◆ Text under study ◆

━━━━━━

In love? No one else approves? Clearly, suicide is the solution - but not until you've taken out your wife's cousin then her other cousin - who is also, somehow, her fiancé.
No, it's not something the Mormons dreamed up, it's what kids are learning in a school near you, in shameless Shakespeare's rogue tragedy Romeo and Juliet. What if your parents don't like the boy you met two days ago? Fake your own death - get buried in the family grave, wake up, try to poison yourself, realise there's no poison left and dagger yourself instead. This senseless, obsessive suicide story is billed as the greatest love of all.
Outraged? You'll be disgusted when you realise that the object of this love story is really a boy who's been forced to wear a dress.
Someone ought to tell The Daily Mail. Exam-crazed English teachers are drilling this warped, madness filth into kids at every available moment - me included. It's worse than crack cocaine (probably).

━━━━━━

◆ What the task asks ◆
Copy the Romeo and Juliet text between "No, it's not" and "wear a dress.", inclusive, swapping each "poison" for "arsenic". Work from the Romeo and Juliet text alone.

◆ Data for review ◆
━━━━━━

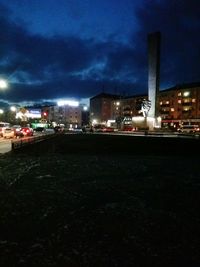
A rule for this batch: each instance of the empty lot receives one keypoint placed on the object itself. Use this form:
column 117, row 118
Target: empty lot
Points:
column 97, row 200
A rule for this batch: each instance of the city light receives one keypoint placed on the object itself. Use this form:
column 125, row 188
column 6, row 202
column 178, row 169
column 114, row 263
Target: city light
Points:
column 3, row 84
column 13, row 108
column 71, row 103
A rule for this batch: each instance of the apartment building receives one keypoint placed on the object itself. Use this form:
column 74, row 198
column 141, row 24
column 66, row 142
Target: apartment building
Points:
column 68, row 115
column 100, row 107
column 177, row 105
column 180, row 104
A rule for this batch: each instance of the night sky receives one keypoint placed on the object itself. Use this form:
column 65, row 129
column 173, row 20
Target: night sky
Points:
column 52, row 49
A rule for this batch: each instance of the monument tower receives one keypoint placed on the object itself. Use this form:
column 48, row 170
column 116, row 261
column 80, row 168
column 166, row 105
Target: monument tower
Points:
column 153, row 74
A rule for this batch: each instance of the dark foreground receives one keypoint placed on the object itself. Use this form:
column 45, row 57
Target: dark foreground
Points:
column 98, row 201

━━━━━━

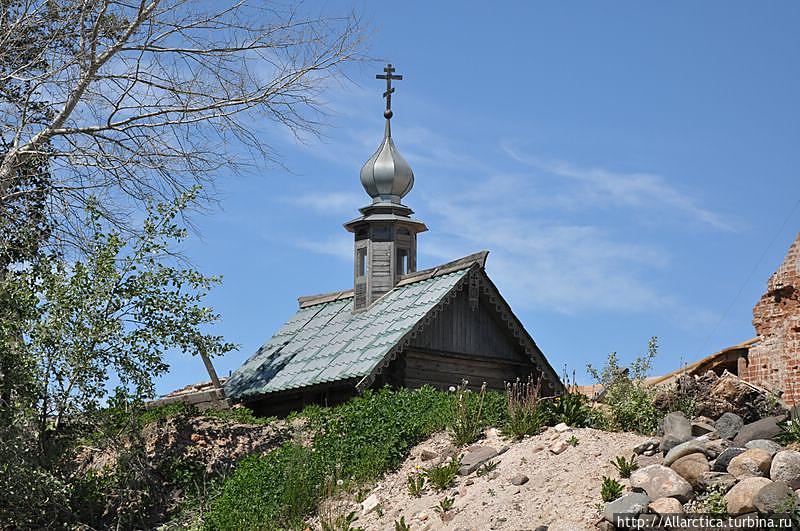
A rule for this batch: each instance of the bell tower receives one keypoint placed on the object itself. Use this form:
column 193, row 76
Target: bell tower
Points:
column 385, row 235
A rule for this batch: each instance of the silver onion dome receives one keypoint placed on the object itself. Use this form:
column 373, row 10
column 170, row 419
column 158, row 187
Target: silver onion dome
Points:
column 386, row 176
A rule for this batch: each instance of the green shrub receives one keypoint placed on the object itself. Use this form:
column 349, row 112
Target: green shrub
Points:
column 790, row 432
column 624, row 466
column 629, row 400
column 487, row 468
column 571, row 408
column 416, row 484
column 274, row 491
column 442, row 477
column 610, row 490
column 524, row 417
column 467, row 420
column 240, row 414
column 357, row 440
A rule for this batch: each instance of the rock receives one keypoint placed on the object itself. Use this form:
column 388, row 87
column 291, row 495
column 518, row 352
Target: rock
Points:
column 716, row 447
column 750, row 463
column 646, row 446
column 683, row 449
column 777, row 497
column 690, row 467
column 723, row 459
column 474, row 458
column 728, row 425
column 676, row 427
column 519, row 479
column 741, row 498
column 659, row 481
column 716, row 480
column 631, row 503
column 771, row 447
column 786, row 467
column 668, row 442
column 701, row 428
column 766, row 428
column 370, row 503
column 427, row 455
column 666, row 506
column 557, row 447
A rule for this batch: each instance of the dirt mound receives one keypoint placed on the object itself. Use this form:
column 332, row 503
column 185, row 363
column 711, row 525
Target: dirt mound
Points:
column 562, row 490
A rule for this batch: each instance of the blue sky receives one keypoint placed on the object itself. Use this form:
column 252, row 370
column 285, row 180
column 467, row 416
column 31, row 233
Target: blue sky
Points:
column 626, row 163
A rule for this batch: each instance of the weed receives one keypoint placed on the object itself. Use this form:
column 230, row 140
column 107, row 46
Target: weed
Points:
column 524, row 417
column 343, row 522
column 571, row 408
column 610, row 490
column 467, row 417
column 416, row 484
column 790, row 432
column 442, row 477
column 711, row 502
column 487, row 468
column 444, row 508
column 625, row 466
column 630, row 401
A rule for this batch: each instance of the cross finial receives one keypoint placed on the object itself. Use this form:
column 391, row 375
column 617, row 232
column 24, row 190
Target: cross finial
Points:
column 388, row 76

━━━━━━

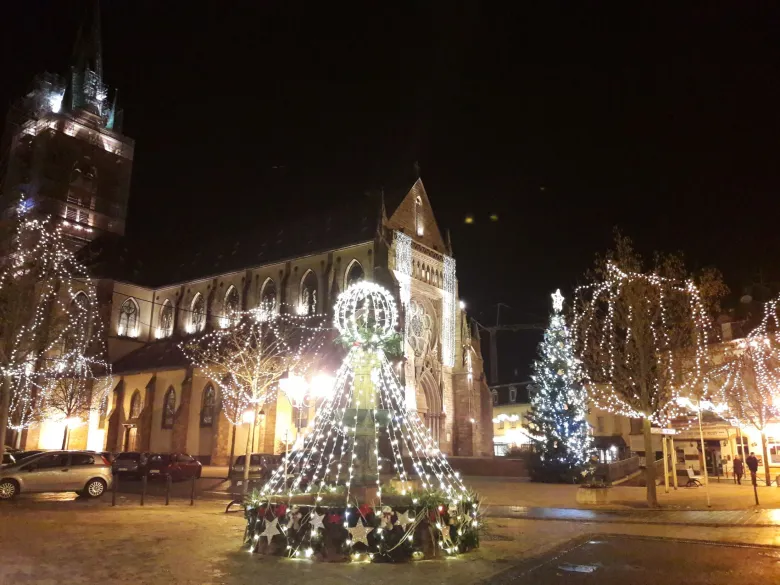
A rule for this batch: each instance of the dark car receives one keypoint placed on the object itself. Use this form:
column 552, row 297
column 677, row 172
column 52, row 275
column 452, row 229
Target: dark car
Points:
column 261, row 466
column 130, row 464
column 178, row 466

━━━━━━

◆ Exercise answer ◆
No, it's not something the Mormons dreamed up, it's what kids are learning in a school near you, in shameless Shakespeare's rogue tragedy Romeo and Juliet. What if your parents don't like the boy you met two days ago? Fake your own death - get buried in the family grave, wake up, try to arsenic yourself, realise there's no arsenic left and dagger yourself instead. This senseless, obsessive suicide story is billed as the greatest love of all.
Outraged? You'll be disgusted when you realise that the object of this love story is really a boy who's been forced to wear a dress.